> [Work to do]:
Pull out every line in the rows below that contains the word "towel". Treat capital and small letters as different.

> [Data for this exercise]:
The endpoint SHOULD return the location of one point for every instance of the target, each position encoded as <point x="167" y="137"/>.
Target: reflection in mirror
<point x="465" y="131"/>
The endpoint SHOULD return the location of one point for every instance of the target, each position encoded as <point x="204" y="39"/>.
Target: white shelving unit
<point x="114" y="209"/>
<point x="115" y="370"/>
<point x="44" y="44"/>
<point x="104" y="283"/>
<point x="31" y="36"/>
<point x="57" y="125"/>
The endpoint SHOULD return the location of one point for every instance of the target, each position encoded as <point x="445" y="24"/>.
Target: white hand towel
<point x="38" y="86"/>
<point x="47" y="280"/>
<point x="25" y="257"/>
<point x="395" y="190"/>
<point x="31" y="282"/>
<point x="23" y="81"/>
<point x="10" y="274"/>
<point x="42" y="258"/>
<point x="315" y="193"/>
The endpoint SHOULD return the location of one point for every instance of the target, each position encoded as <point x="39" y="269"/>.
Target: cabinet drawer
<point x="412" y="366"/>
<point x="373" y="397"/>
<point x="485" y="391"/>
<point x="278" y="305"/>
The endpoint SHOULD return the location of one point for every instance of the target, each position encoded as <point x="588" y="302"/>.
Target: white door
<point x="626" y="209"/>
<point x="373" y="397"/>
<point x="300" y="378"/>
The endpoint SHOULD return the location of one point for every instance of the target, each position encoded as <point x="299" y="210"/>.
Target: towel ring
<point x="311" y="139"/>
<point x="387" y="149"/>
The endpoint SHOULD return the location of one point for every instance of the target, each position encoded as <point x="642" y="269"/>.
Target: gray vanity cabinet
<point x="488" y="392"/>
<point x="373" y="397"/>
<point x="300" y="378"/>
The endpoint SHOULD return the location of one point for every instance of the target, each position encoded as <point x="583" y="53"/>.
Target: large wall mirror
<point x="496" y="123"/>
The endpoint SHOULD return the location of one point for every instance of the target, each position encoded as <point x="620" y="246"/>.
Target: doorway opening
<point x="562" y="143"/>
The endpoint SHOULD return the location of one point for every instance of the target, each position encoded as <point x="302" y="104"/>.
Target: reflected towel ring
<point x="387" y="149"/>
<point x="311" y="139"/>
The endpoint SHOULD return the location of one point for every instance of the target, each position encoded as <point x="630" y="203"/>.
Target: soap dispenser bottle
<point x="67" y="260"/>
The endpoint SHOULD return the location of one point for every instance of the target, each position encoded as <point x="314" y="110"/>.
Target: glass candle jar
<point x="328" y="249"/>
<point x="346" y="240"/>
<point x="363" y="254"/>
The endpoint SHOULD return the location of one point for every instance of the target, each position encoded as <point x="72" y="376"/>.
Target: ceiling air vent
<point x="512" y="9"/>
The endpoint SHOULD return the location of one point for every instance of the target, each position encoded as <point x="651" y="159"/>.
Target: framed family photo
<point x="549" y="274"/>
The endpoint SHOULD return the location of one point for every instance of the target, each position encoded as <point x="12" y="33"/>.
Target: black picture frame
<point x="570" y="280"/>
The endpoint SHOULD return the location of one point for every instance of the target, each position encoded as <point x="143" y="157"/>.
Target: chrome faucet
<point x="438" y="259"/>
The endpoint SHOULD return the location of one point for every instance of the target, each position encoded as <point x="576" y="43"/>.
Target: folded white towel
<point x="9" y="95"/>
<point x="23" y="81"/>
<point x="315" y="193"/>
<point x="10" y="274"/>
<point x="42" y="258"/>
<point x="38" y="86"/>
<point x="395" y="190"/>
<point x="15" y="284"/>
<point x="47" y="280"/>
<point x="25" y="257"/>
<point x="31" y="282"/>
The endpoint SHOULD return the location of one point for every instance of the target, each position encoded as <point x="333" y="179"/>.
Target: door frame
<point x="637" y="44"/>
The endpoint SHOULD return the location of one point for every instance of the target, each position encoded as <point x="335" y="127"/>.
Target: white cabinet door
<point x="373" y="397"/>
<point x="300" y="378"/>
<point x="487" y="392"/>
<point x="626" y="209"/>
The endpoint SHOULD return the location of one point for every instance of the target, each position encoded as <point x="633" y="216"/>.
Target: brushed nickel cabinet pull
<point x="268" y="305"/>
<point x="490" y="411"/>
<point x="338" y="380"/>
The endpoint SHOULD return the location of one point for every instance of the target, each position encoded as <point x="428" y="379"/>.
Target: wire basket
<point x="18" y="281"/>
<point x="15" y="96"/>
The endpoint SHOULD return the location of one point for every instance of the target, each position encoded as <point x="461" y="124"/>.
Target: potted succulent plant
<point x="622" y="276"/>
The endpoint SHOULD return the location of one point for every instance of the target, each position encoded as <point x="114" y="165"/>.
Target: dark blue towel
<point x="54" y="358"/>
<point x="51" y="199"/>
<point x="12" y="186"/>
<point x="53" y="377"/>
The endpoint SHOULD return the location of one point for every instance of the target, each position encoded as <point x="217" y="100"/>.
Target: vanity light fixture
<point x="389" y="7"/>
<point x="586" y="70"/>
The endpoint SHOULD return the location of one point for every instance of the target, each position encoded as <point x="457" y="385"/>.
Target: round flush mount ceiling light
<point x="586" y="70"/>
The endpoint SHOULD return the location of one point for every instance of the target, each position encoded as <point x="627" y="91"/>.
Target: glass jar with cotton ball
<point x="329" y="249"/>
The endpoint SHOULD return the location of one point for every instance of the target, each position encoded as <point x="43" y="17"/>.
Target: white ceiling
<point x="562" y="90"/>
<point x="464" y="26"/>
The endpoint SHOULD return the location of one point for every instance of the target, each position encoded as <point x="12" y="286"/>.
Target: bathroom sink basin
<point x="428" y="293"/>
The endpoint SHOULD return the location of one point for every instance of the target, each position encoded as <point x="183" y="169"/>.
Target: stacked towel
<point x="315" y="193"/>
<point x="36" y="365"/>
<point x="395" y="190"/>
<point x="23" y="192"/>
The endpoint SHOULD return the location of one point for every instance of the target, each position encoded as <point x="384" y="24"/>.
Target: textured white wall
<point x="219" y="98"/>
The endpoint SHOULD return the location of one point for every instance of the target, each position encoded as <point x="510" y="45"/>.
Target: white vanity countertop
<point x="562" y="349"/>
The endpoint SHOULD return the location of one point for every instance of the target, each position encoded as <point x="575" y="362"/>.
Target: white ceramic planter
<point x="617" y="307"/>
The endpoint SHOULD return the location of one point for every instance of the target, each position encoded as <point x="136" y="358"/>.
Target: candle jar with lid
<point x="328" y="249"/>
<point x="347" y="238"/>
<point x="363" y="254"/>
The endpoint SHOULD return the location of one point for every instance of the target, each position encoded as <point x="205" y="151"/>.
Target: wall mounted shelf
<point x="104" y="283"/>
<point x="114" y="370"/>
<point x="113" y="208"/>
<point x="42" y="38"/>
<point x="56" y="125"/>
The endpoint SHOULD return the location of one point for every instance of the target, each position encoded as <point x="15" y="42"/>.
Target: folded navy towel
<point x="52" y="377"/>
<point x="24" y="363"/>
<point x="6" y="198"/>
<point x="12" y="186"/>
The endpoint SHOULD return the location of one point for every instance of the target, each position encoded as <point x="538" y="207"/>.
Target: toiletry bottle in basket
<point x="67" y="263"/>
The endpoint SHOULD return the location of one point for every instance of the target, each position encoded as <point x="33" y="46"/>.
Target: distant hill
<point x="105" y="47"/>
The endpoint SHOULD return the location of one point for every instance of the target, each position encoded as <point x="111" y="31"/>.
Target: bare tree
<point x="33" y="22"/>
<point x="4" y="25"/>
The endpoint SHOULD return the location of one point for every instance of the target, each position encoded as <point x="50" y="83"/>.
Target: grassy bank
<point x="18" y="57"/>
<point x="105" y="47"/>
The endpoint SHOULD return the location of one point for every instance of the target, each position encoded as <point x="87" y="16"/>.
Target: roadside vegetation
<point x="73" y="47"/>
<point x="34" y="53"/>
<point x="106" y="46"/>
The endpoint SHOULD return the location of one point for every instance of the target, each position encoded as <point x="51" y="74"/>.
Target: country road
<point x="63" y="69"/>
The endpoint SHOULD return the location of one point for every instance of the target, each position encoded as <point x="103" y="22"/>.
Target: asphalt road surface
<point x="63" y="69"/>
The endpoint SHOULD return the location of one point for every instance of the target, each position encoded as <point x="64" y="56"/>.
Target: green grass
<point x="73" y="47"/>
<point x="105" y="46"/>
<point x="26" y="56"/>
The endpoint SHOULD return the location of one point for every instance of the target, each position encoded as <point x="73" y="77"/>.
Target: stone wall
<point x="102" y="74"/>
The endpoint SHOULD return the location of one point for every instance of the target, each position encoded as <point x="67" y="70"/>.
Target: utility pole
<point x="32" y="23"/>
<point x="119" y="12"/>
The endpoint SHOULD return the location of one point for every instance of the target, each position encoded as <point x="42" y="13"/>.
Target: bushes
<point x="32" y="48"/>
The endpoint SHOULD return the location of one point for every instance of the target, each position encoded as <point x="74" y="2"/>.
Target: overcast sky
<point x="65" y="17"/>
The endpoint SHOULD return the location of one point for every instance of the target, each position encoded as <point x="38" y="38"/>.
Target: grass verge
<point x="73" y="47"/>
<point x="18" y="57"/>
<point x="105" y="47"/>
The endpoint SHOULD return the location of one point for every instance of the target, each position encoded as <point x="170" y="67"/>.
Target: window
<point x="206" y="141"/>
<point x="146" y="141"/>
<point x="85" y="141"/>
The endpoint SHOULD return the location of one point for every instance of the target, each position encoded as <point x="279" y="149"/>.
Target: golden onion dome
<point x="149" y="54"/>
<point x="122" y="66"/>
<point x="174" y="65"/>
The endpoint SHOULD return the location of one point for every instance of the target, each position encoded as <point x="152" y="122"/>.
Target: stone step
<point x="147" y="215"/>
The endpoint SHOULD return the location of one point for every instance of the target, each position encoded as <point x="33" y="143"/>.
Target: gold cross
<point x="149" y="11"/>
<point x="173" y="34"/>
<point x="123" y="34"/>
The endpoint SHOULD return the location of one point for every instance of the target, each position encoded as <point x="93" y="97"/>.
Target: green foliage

> [The result]:
Target: white hand towel
Target: towel ring
Target: reflected towel ring
Target: folded white towel
Target: dark blue towel
Target: stacked towel
Target: folded navy towel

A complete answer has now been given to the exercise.